[Selected passage]:
━━━━━━━━━━━━━━━━
Dir. Jamie Babbit || 2007 || USA
Jamie Babbit's Itty Bitty Titty Committee at times feels like a lighter, more focused and coherent (and let's face it, whiter, especially for a film that takes place in Los Angeles) post-riot grrrl millenial version of Lizzie Borden's Born in Flames. The film focuses on a Los Angeles feminist art collective called Clits in Action (CiA) and their ambition to spread the word about feminism and their collective while dealing with a whole lot of lesbian drama. Having been in a few creative feminist collectives myself, I would say that the film does a decent job of displaying the frustrations of doing such activities; but at the same time, it's lacking a few elements, like haters who never do any work and meetings that just turn into long bitch sessions (not to be confused with Consciousness Raising). Former supermodel Jenny Shimizu strolls around once an act with a snide comment, but she's not a part of the collective, she just lives in their warehouse headquarters.
At the same time, I want to say that this is a truly escapist film for feminists and lesbians. There is a scene around the end of the second act or beginning of the third act where Meat, who supplies most of the art for the collective tells the other members that the only people looking at their website is them. The group is already tense due to an uptick in lesbian drama and the fact that their most outspoken member Shulamith got them in the news for brawling with a Christian woman at a gay marriage rally (where CiA went to try to tell everyone that marriage altogether should be abolished, thereby having the media portray them as anti-gay [marriage]). Of course the group disbands in the next scene, and of course our protagonist Anna comes up with an outlandish plan to get the collective back together as well as make it notorious. Parts of the last act of the film are eerily like the last act in Born in Flames, but much giddier and silly with presumably no deaths for the national monument that they destroy. The collective apparently grows and expands, everyone's happy! In real life, the entire group would be arrested on terrorist charges or the collective would not have banded back together at all to begin with. See, Itty Bitty Titty Committee is good escapist fare!
━━━━━━━━━━━━━━━━
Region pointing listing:

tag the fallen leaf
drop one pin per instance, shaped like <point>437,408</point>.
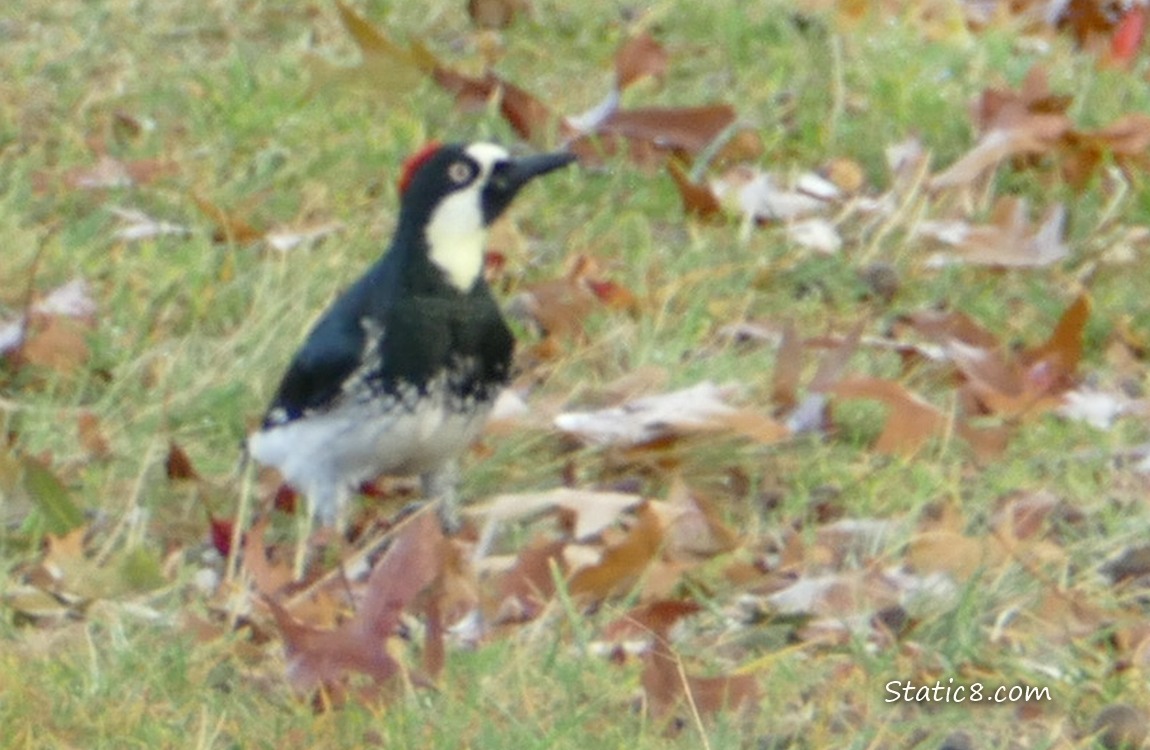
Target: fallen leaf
<point>136,226</point>
<point>1009,240</point>
<point>323,659</point>
<point>50,496</point>
<point>699,408</point>
<point>229,226</point>
<point>177,465</point>
<point>638,58</point>
<point>284,239</point>
<point>521,591</point>
<point>531,120</point>
<point>698,200</point>
<point>493,14</point>
<point>591,510</point>
<point>652,135</point>
<point>621,564</point>
<point>91,435</point>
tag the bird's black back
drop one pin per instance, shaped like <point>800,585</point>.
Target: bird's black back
<point>401,324</point>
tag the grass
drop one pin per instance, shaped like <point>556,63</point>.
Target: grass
<point>192,335</point>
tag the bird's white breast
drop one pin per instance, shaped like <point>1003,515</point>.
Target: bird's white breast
<point>328,454</point>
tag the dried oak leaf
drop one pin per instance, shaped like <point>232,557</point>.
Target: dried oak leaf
<point>621,564</point>
<point>321,659</point>
<point>1007,242</point>
<point>638,58</point>
<point>698,408</point>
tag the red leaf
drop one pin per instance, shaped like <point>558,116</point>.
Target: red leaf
<point>1127,38</point>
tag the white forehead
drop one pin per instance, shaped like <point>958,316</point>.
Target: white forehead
<point>487,155</point>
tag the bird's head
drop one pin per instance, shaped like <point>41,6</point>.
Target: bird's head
<point>452,193</point>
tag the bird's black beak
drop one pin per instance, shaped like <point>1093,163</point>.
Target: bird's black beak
<point>508,177</point>
<point>524,169</point>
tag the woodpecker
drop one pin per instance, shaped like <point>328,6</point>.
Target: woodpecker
<point>399,374</point>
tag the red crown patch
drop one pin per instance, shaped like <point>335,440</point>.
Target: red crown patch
<point>414,162</point>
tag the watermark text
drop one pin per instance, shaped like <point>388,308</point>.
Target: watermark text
<point>950,691</point>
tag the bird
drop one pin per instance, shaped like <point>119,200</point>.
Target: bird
<point>399,374</point>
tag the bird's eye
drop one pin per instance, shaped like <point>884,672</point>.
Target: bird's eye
<point>459,173</point>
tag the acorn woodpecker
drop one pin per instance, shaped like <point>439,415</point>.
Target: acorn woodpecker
<point>400,372</point>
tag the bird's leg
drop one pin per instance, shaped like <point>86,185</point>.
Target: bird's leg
<point>441,484</point>
<point>305,521</point>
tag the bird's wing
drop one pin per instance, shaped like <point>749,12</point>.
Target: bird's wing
<point>315,379</point>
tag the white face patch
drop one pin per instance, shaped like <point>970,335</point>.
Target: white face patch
<point>455,234</point>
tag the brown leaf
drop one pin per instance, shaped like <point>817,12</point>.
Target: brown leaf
<point>638,58</point>
<point>1036,135</point>
<point>694,529</point>
<point>54,342</point>
<point>698,200</point>
<point>943,327</point>
<point>788,369</point>
<point>910,422</point>
<point>1033,381</point>
<point>652,619</point>
<point>324,659</point>
<point>1009,240</point>
<point>91,435</point>
<point>229,226</point>
<point>177,464</point>
<point>493,14</point>
<point>667,686</point>
<point>531,120</point>
<point>559,306</point>
<point>651,135</point>
<point>699,408</point>
<point>109,173</point>
<point>1062,352</point>
<point>592,511</point>
<point>621,564</point>
<point>520,592</point>
<point>269,576</point>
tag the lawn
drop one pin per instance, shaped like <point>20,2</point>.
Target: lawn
<point>214,174</point>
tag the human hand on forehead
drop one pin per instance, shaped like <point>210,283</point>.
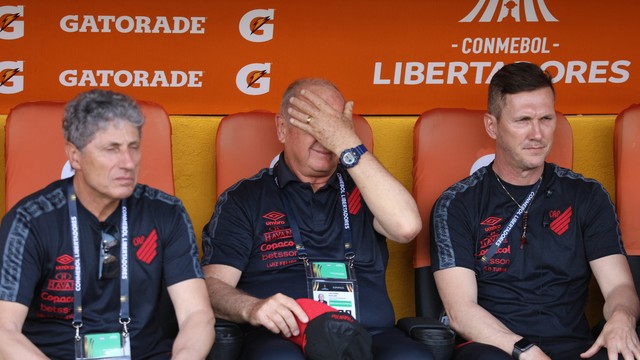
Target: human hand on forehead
<point>331,127</point>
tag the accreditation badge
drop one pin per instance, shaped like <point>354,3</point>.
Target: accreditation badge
<point>333,283</point>
<point>111,346</point>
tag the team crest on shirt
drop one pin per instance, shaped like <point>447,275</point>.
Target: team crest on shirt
<point>355,201</point>
<point>147,247</point>
<point>560,220</point>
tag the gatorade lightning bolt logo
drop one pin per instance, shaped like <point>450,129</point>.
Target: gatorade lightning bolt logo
<point>255,76</point>
<point>253,79</point>
<point>509,9</point>
<point>257,23</point>
<point>11,22</point>
<point>7,19</point>
<point>7,74</point>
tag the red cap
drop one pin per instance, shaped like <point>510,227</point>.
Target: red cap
<point>313,309</point>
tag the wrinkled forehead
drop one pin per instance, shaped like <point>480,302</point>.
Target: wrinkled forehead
<point>329,94</point>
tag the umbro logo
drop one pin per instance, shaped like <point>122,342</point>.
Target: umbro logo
<point>273,216</point>
<point>491,220</point>
<point>65,259</point>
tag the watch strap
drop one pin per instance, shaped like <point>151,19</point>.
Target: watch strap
<point>519,347</point>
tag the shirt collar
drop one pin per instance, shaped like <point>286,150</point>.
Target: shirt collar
<point>284,175</point>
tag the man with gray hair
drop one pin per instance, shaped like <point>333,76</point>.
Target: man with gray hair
<point>82,230</point>
<point>256,268</point>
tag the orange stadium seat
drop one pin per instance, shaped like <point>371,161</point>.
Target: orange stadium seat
<point>247,142</point>
<point>35,157</point>
<point>627,172</point>
<point>447,145</point>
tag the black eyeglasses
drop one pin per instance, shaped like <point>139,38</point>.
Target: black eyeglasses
<point>109,266</point>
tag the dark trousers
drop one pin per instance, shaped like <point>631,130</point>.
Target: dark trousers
<point>556,351</point>
<point>391,344</point>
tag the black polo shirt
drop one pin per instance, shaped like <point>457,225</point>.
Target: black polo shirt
<point>250,231</point>
<point>539,291</point>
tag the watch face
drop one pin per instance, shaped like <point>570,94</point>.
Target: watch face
<point>348,158</point>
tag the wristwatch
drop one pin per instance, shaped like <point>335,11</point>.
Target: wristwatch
<point>350,157</point>
<point>521,346</point>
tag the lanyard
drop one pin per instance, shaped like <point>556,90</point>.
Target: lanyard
<point>124,265</point>
<point>349,254</point>
<point>484,260</point>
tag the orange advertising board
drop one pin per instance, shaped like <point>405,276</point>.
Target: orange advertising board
<point>400,57</point>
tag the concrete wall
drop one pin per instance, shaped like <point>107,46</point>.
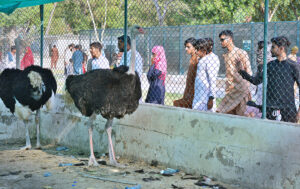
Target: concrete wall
<point>251,152</point>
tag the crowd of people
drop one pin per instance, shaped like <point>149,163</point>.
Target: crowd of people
<point>283,73</point>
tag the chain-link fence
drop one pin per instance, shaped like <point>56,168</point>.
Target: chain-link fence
<point>204,76</point>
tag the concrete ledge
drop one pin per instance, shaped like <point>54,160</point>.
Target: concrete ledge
<point>254,153</point>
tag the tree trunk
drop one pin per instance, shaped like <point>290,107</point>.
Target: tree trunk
<point>50,19</point>
<point>161,16</point>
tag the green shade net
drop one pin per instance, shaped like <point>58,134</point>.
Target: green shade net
<point>8,6</point>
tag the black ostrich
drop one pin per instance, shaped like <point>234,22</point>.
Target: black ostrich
<point>111,93</point>
<point>25,91</point>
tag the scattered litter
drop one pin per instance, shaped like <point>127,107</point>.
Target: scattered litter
<point>150,179</point>
<point>153,172</point>
<point>102,162</point>
<point>62,148</point>
<point>79,164</point>
<point>47,174</point>
<point>213,186</point>
<point>65,164</point>
<point>106,179</point>
<point>27,175</point>
<point>133,187</point>
<point>15,172</point>
<point>140,171</point>
<point>154,163</point>
<point>178,187</point>
<point>80,153</point>
<point>169,172</point>
<point>4,174</point>
<point>47,187</point>
<point>189,177</point>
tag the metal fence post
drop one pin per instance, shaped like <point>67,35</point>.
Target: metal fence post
<point>298,35</point>
<point>252,45</point>
<point>42,34</point>
<point>150,41</point>
<point>214,34</point>
<point>265,79</point>
<point>180,51</point>
<point>275,29</point>
<point>125,34</point>
<point>90,32</point>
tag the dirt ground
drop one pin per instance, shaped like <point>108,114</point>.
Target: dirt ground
<point>28,169</point>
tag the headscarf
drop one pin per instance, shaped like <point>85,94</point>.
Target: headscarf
<point>295,50</point>
<point>28,59</point>
<point>160,60</point>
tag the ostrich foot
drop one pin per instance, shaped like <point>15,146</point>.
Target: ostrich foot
<point>27,147</point>
<point>114,163</point>
<point>93,161</point>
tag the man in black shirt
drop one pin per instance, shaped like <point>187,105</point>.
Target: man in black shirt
<point>282,74</point>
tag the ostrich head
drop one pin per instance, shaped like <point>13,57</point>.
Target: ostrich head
<point>38,86</point>
<point>134,31</point>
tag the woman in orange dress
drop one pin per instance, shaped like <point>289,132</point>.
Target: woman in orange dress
━━━━━━━━━━━━━━━━
[List of tasks]:
**a.** Summarize the review of Itty Bitty Titty Committee in two sentences.
**b.** Write what comes next in the review of Itty Bitty Titty Committee, picking up after its final sentence.
The listing is not needed for any of the work here.

[Exercise responses]:
**a.** The review calls Itty Bitty Titty Committee a lighter, more focused, and whiter millennial version of Born in Flames, following a Los Angeles feminist art collective called Clits in Action as it tries to spread its message amid lesbian drama. After tension and bad press break up the group, protagonist Anna comes up with an outlandish plan to reunite it and make it notorious, and the reviewer judges the giddy, unrealistic ending to be good escapist fare for feminists and lesbians.

**b.**
From an old organizer and promoter perspective, I think what the CiA lacked was self-awareness. They were a painfully insular group, and I say this having been in some painfully insular collectives and subcultures myself. They have zines and fliers made up promoting the collective, but the only new member brought in for the entire film is Anna and maybe Calvin, an honorably discharged female soldier and explosives expert they pick up on the way to the gay marriage rally in Sacramento. Then they complain that no one is paying attention to them and their acts of guerilla art, but they're not shown posting fliers around town. The zines that they have aren't even stapled or rubberbanded (but at least the insides looked like a real zine...and the film's opening credits are based on zine and '77 punk aesthetics). I know Los Angeles in the past decade has not been a bastion for zinemaking, but there are several scenes in the film where the women are at some punk bar that has shows with female musicians and are full of women. That element I know was somewhat true of Los Angeles in the past decade, so why not hand out fliers and zines there? For all the old riot grrrl music played throughout the film, you would think they would pick up on some old riot grrrl promotion tactics. To their merit, Anna does slip the CiA's zines into the beauty magazines in the lobby of the plastic surgery clinic she works at, which is an old riot grrrl tactic. But when she later tries to convince a client who wants a boob job (Melanie Lynskey from Heavenly Creatures) not to go through with it, she gets a blank stare. This film somewhat caters to some basic Feminism 101 ideas, so there are no gray areas for their to be room to say "well, if you're into letting a woman choose what to do with her body as far as babies go, then you kind of have to accept the idea that some women want to put silicone, collagen, and other weird things into their bodies too." And considering this film came out in the mid-2000s, let's face it, they needed a Myspace page. That's how you spread the word about stuff in 2006 or 2007, even if Myspace was on its way out by early 2008. But there was not even an obnoxious rant about how Rupert Murdoch owns Myspace and it is therefore a tool of the conservative patriarchy. But then again, having Myspace in your film is how you automatically date it, even 3 or 4 years later ('sup Diary of the Dead?).
Itty Bitty Titty Committee is a fun little film. It's friendly to young feminists and lesbians while not being a total bore for ones that are a little older (if anything, some of Shulamith and Anna's behavior made me cringe - I remember being that obnoxious about certain issues in my early 20s). The only thing that grated on my nerves is that the soundtrack was too dedicated to two musical projects each by Kathleen Hanna and Corin Tucker. Radio Sloan of The Need "composed" the soundtrack. Yes, both women have had some cool bands (and some better than others - Le Tigre hasn't aged well) for the past 15 years, but there are other bands out there! It doesn't and didn't start and end with Kathleen Hanna and Corin Tucker!